- INFORMATION PROVIDED -
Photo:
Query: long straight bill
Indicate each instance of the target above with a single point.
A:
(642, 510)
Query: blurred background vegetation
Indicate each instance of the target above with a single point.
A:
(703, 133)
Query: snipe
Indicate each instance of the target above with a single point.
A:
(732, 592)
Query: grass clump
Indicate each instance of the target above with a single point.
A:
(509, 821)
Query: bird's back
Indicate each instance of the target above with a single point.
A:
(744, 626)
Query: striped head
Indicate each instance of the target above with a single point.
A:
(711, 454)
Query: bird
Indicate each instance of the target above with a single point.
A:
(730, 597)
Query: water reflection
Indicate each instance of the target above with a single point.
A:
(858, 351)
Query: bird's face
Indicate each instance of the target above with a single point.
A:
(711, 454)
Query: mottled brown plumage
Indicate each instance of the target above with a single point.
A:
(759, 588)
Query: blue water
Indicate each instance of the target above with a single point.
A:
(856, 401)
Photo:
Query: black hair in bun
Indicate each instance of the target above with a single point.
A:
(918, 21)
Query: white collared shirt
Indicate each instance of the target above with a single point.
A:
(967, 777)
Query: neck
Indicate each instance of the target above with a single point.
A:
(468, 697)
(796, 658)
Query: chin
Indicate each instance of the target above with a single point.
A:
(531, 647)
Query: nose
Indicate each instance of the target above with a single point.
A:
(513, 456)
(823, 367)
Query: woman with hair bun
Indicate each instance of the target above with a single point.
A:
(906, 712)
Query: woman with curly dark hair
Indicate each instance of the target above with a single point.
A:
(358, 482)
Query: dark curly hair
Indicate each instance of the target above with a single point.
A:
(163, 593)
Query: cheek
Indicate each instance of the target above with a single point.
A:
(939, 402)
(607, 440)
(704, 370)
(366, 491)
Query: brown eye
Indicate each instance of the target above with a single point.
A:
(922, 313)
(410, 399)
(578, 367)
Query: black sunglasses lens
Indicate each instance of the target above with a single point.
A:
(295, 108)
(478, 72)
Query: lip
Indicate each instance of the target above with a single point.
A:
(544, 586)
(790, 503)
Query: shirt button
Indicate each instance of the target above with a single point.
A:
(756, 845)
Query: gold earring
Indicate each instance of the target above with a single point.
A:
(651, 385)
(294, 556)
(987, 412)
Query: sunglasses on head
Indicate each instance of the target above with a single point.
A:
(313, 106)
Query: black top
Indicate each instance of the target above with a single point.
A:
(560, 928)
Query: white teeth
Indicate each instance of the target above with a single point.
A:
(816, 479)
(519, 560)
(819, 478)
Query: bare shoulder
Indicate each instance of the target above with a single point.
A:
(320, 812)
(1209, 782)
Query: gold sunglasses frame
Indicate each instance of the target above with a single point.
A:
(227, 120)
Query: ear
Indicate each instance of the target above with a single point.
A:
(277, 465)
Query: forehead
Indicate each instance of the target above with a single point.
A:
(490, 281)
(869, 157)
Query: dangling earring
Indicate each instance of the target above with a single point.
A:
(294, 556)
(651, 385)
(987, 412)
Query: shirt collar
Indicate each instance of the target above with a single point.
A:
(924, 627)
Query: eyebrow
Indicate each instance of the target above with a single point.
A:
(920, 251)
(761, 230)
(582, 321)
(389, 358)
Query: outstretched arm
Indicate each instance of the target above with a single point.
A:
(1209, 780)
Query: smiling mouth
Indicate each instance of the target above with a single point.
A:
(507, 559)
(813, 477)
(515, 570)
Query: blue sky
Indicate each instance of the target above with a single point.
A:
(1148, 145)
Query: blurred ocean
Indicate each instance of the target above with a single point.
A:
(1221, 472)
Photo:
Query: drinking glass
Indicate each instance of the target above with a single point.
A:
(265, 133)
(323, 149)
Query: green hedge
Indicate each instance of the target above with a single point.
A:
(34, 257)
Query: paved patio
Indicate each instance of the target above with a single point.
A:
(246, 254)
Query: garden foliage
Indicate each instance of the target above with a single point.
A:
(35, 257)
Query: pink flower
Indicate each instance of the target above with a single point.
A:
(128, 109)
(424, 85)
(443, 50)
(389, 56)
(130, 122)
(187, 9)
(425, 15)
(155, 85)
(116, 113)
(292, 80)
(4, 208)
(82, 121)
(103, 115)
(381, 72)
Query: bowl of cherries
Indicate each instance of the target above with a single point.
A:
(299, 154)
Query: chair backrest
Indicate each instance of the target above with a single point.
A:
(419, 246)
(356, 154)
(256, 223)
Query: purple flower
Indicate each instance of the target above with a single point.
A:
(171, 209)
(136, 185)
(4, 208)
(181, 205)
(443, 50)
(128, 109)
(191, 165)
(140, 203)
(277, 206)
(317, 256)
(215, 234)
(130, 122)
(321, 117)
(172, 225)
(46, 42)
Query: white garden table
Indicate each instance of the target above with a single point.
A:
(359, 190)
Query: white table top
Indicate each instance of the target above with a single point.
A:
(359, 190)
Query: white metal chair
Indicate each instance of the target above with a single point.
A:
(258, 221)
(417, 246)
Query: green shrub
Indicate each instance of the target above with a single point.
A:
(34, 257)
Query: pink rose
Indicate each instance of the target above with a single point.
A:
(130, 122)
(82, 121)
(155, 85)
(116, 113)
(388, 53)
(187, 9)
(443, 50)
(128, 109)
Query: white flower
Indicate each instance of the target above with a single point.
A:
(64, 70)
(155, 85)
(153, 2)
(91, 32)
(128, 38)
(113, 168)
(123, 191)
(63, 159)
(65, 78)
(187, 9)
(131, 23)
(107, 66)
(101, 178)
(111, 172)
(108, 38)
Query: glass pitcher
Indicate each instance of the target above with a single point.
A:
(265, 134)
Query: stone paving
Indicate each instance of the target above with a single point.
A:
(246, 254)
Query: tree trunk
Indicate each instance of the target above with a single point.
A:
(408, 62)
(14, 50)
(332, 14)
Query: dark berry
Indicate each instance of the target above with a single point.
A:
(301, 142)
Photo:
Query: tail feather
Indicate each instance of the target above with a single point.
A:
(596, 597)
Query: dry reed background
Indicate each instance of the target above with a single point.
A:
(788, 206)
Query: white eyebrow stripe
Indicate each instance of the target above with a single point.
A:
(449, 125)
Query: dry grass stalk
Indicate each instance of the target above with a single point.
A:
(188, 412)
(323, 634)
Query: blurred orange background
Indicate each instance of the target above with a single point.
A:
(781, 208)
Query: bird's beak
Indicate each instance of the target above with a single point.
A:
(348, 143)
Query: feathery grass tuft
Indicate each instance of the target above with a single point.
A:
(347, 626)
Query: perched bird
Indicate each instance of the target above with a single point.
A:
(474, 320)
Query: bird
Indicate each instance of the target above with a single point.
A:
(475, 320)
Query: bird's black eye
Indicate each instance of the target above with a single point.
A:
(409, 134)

- GOAL -
Write the complete data out, exactly as above.

- RESULT FOR THIS EXERCISE -
Photo:
Query: long straight bill
Indicate each instance of the target above with a single point.
A:
(642, 510)
Query: blurred background vegetation
Indicate each instance of the target above with a single point.
A:
(703, 133)
Query: snipe
Indicate each instance of the target above with a single point.
A:
(732, 592)
Query: grass clump
Indicate each instance of the target above with a single point.
A:
(509, 821)
Query: bird's back
Indicate each instance of the target above with a single point.
A:
(744, 626)
Query: striped head
Indicate each instance of the target above with a single point.
A:
(711, 454)
Query: bird
Indicate each instance of the target above with a single point.
A:
(730, 597)
Query: water reflection
Indicate each instance of the target above with a single point.
A:
(858, 351)
Query: bird's face
Indicate each instance of the target above with a single point.
A:
(711, 454)
Query: mottled brown plumage
Indicate each instance of the target above with a single point.
A:
(759, 588)
Query: blue water
Indicate each instance of the target above with a single point.
A:
(856, 401)
Photo:
Query: black hair in bun
Indicate each instance of the target above with a single point.
A:
(918, 21)
Query: white collared shirt
Indicate each instance of the target above with a single point.
A:
(967, 777)
Query: neck
Indicate each instance of the target above with a single point.
A:
(468, 697)
(796, 658)
Query: chin
Indicate each instance of the target above with a single point.
A:
(531, 647)
Query: nose
Indicate each instance of the target above with a single point.
A:
(513, 456)
(823, 367)
Query: woman with hair bun
Indicate each instance of the target above with a single point.
A:
(906, 712)
Query: woman with curly dark hair
Indicate each instance of the target above with a single point.
A:
(358, 482)
Query: dark curly hair
Indicate each instance of the target above with a single point.
A:
(163, 593)
Query: cheek
Indicate each instance of the target above with a single point.
A:
(939, 402)
(607, 440)
(704, 370)
(366, 491)
Query: brown eye
Indicate each instance of the target above with a single point.
A:
(922, 313)
(410, 399)
(578, 367)
Query: black sunglasses lens
Indicate each instance of the target above with a single point.
A:
(295, 108)
(478, 72)
Query: lip
Indicate each instance of the target above with a single point.
A:
(544, 586)
(790, 503)
Query: shirt button
Indicate each instance of the target above with a single point.
A:
(756, 845)
Query: gold earring
Indicate each instance of the target above with a single point.
A:
(651, 385)
(294, 556)
(987, 412)
Query: sunglasses on head
Indicate each instance of the target above with a single point.
A:
(313, 106)
Query: black top
Indicate each instance of the target above with a single point.
A:
(560, 928)
Query: white teeth
Indicate each instance of the target above with a single point.
A:
(816, 479)
(519, 560)
(819, 478)
Query: bare shoulder
Indicate each instance of the target above with a single point.
A:
(320, 812)
(1209, 782)
Query: gold sunglasses frame
Indicate each instance of the target above with a single point.
A:
(227, 120)
Query: ear
Indicate each instance of the target above with a single point.
A:
(277, 465)
Query: forehead
Indicate each instance of the target above with a single point.
A:
(490, 281)
(869, 157)
Query: dangling earring
Indicate each instance of the target above with a single point.
A:
(294, 556)
(651, 385)
(987, 412)
Query: shirt collar
Indicate each instance of the target above with a single point.
A:
(924, 627)
Query: eyebrow
Indicate each instance of the target above with a single point.
A:
(920, 251)
(761, 230)
(582, 321)
(389, 358)
Query: outstretched arm
Indicate each instance of the target above with a single point.
A:
(1209, 780)
Query: smiling mouth
Indicate each instance of the target above with a single point.
A:
(507, 559)
(813, 477)
(515, 570)
Query: blue sky
Indicate each instance of the target above with a single point.
A:
(1148, 145)
Query: blurred ocean
Indicate each instance of the target above with a single point.
A:
(1221, 472)
Photo:
Query: drinking glass
Indicate each instance of the target above with a single point.
A:
(265, 133)
(323, 149)
Query: green hedge
Indicate each instance of the target above with a single point.
A:
(34, 257)
Query: paved patio
Indicate each instance of the target above with a single point.
A:
(246, 254)
Query: garden foliage
Indicate each instance of the target above with a single point.
A:
(35, 257)
Query: pink flower
Indicate each instance of the target above with a single point.
A:
(128, 109)
(424, 85)
(443, 50)
(389, 56)
(130, 122)
(187, 9)
(425, 15)
(155, 85)
(116, 113)
(292, 80)
(4, 208)
(82, 121)
(103, 115)
(381, 72)
Query: bowl of cherries
Indicate each instance of the target above with a single point.
A:
(299, 154)
Query: chair backrest
Indicate each instance of the target above with a single point.
A:
(419, 246)
(356, 154)
(256, 223)
Query: purple flower
Indicate each instance of the target above with a single point.
A:
(171, 209)
(136, 185)
(4, 208)
(181, 205)
(443, 50)
(128, 109)
(191, 165)
(140, 203)
(277, 206)
(317, 256)
(215, 234)
(130, 122)
(321, 117)
(172, 225)
(46, 42)
Query: white garden table
Indicate each instance of the target above with a single point.
A:
(359, 190)
Query: white table top
Indicate each instance of the target above with a single point.
A:
(359, 190)
Query: white metal chair
Indicate each instance of the target above with a single point.
A:
(258, 221)
(417, 246)
Query: green shrub
Indicate each instance of the target above with a single point.
A:
(34, 257)
Query: pink rose
Indicate each instance of the target above with a single point.
A:
(130, 122)
(82, 121)
(155, 85)
(116, 113)
(388, 53)
(187, 9)
(443, 50)
(128, 109)
Query: white flower
Indicate each instance of the target above with a single point.
A:
(64, 70)
(155, 85)
(153, 2)
(91, 32)
(128, 38)
(113, 168)
(123, 191)
(63, 159)
(65, 78)
(187, 9)
(131, 23)
(107, 66)
(101, 178)
(111, 172)
(108, 38)
Query: glass pitcher
Indicate each instance of the target above with a single point.
A:
(265, 134)
Query: stone paving
Indicate each instance of the target above with a single point.
A:
(246, 254)
Query: tree trunk
Indicate each instance of the target above with a single point.
A:
(408, 62)
(14, 50)
(332, 14)
Query: dark berry
Indicate each instance of the target above with a single point.
A:
(301, 142)
Photo:
Query: tail feather
Indicate each instance of the target above with a single point.
A:
(596, 597)
Query: dry reed background
Indicate each instance of the target above with a single point.
A:
(788, 206)
Query: white eyebrow stripe
Indicate each instance of the target above with a single point.
A:
(449, 125)
Query: dry grass stalk
Indicate each instance of the target above with a single point.
A:
(188, 412)
(323, 634)
Query: blurred orange background
Indicate each instance of the target above with a single point.
A:
(781, 208)
Query: bird's beak
Indicate each instance of the target above with a single point.
A:
(348, 143)
Query: feathery grass tuft
Indicate each instance of the target above with a single point.
A:
(347, 626)
Query: perched bird
Indicate each instance of the target above with a single point.
A:
(474, 320)
Query: bird
Indicate each instance of the target above with a single point.
A:
(475, 320)
Query: bird's black eye
Indicate each instance of the target above with a single point.
A:
(409, 134)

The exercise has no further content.